_WHAT TO DO_. Put every line of the records below into a JSON list of strings, one string per line, skipping blank lines and leaving out the pictures.

_TASK INPUTS_.
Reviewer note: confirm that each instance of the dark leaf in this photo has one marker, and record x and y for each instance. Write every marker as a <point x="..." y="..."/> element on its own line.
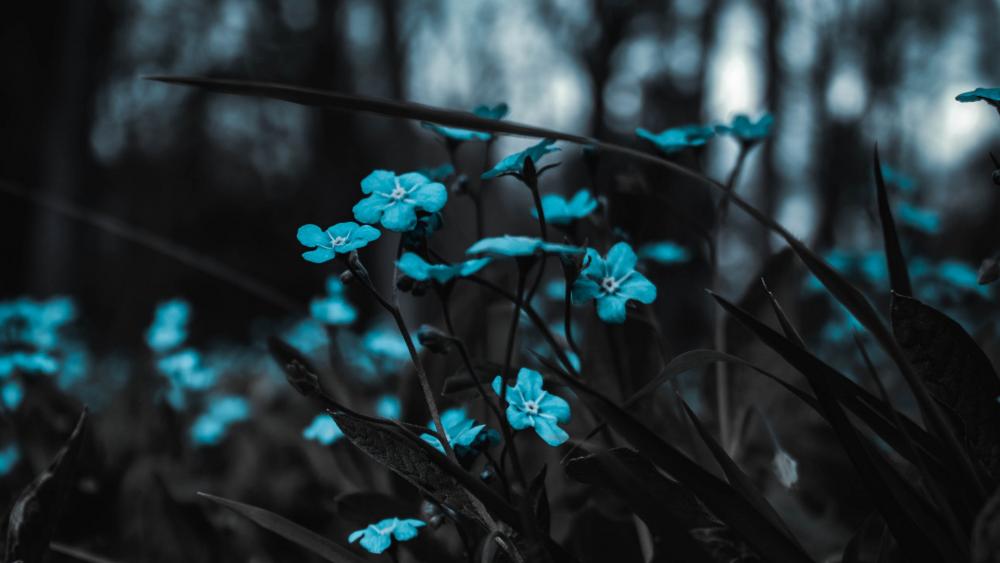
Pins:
<point x="914" y="524"/>
<point x="956" y="371"/>
<point x="321" y="546"/>
<point x="986" y="533"/>
<point x="899" y="278"/>
<point x="670" y="511"/>
<point x="35" y="513"/>
<point x="730" y="506"/>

_REPLY_.
[
  "Reviewer note: confirm that each instance of the dark leaf in this photo has one marker, and record x and y for each instance. Write every marker as a <point x=\"...\" y=\"...\"/> element on its own line.",
  "Pins:",
  "<point x=\"914\" y=\"524\"/>",
  "<point x=\"956\" y=\"371\"/>",
  "<point x=\"321\" y=\"546\"/>",
  "<point x=\"986\" y=\"533\"/>",
  "<point x=\"899\" y=\"278\"/>",
  "<point x=\"670\" y=\"511\"/>",
  "<point x=\"35\" y=\"513\"/>",
  "<point x=\"730\" y=\"506\"/>"
]